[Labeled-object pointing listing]
%%

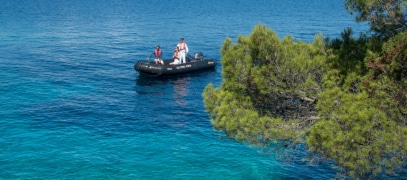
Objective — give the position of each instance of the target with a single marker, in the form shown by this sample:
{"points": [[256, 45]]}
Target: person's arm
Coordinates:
{"points": [[148, 58], [186, 48]]}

%%

Task requirements >>
Write out every line of the listing above word for word, omitting the pictures.

Task answer >>
Objective — give the position of each instance of the target with a single marker, in the form shown by this sample:
{"points": [[256, 45]]}
Target: person's arm
Coordinates:
{"points": [[148, 58], [186, 48]]}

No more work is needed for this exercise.